Given task: Rewrite every line of the records, beginning at the line that has "Annotation spec v2.4 — Object: field." and stopping after the line that has "xmin=185 ymin=312 xmax=207 ymax=316". Multiply each bounding-box coordinate in the answers by 0.75 and round it to a whole number, with halves going up, and leave all other text unchanged.

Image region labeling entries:

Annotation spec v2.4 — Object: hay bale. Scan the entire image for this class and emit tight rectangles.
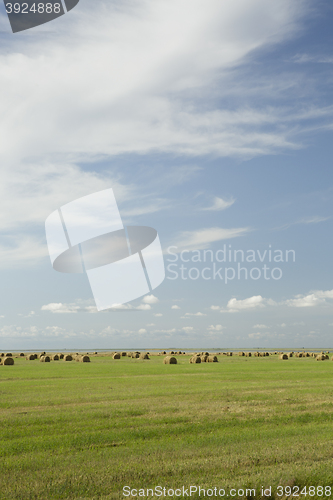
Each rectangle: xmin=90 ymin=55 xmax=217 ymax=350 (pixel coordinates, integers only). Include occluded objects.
xmin=2 ymin=356 xmax=14 ymax=366
xmin=39 ymin=356 xmax=51 ymax=363
xmin=190 ymin=356 xmax=201 ymax=364
xmin=163 ymin=356 xmax=177 ymax=365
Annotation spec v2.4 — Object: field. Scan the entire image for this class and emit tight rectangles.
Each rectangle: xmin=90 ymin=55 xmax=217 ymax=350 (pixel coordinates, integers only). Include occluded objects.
xmin=0 ymin=355 xmax=333 ymax=500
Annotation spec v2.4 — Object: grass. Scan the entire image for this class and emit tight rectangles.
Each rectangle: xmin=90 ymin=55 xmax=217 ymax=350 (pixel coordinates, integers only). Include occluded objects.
xmin=0 ymin=356 xmax=333 ymax=500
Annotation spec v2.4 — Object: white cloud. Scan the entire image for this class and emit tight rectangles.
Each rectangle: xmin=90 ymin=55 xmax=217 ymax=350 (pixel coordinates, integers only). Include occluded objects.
xmin=153 ymin=328 xmax=177 ymax=333
xmin=136 ymin=304 xmax=151 ymax=311
xmin=227 ymin=295 xmax=265 ymax=312
xmin=172 ymin=227 xmax=250 ymax=252
xmin=285 ymin=290 xmax=333 ymax=307
xmin=0 ymin=0 xmax=314 ymax=274
xmin=202 ymin=197 xmax=235 ymax=212
xmin=207 ymin=325 xmax=225 ymax=332
xmin=275 ymin=216 xmax=331 ymax=230
xmin=142 ymin=295 xmax=159 ymax=304
xmin=0 ymin=0 xmax=304 ymax=166
xmin=0 ymin=234 xmax=47 ymax=269
xmin=41 ymin=302 xmax=80 ymax=314
xmin=185 ymin=312 xmax=207 ymax=316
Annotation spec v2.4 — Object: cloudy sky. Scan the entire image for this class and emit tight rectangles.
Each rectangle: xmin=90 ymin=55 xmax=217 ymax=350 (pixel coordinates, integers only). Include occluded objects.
xmin=0 ymin=0 xmax=333 ymax=350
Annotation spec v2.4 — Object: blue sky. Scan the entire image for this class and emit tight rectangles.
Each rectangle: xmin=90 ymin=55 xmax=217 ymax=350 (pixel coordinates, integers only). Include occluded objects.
xmin=0 ymin=0 xmax=333 ymax=349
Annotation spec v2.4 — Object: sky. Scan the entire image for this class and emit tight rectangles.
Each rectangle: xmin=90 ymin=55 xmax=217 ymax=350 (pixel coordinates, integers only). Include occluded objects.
xmin=0 ymin=0 xmax=333 ymax=350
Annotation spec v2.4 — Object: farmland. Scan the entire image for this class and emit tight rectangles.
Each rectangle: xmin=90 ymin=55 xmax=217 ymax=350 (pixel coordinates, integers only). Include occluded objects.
xmin=0 ymin=354 xmax=333 ymax=500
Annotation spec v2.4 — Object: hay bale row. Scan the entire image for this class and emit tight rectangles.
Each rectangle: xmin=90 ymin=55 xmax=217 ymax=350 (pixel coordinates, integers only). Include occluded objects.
xmin=190 ymin=354 xmax=201 ymax=363
xmin=0 ymin=356 xmax=14 ymax=366
xmin=163 ymin=356 xmax=177 ymax=365
xmin=39 ymin=356 xmax=51 ymax=363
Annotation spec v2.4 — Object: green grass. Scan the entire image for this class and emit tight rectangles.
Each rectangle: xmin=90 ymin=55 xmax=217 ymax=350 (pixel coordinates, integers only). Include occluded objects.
xmin=0 ymin=356 xmax=333 ymax=500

Written answer:
Annotation spec v2.4 — Object: field. Scan the entire image for this class and emit tight rectangles.
Each rectangle: xmin=90 ymin=55 xmax=217 ymax=350 (pixel coordinates, integers only). Include occluded objects.
xmin=0 ymin=266 xmax=250 ymax=375
Annotation spec v2.4 — Object: grass. Scan the entire image for this class and emit tight rectangles.
Each rectangle: xmin=90 ymin=55 xmax=217 ymax=350 (pixel coordinates, integers only). Include occluded objects.
xmin=0 ymin=267 xmax=250 ymax=375
Annotation spec v2.4 — Object: white cloud. Scan the entire image for this class and emit tight rectangles.
Each rectangle: xmin=90 ymin=55 xmax=217 ymax=350 (pixel coordinates, integers only). Include occluded objects.
xmin=115 ymin=246 xmax=133 ymax=250
xmin=102 ymin=228 xmax=113 ymax=233
xmin=170 ymin=221 xmax=199 ymax=234
xmin=129 ymin=170 xmax=188 ymax=189
xmin=214 ymin=218 xmax=250 ymax=230
xmin=0 ymin=0 xmax=236 ymax=206
xmin=152 ymin=148 xmax=176 ymax=159
xmin=155 ymin=244 xmax=169 ymax=249
xmin=206 ymin=162 xmax=248 ymax=173
xmin=107 ymin=221 xmax=119 ymax=228
xmin=0 ymin=0 xmax=228 ymax=125
xmin=0 ymin=176 xmax=35 ymax=202
xmin=31 ymin=227 xmax=60 ymax=236
xmin=139 ymin=234 xmax=155 ymax=237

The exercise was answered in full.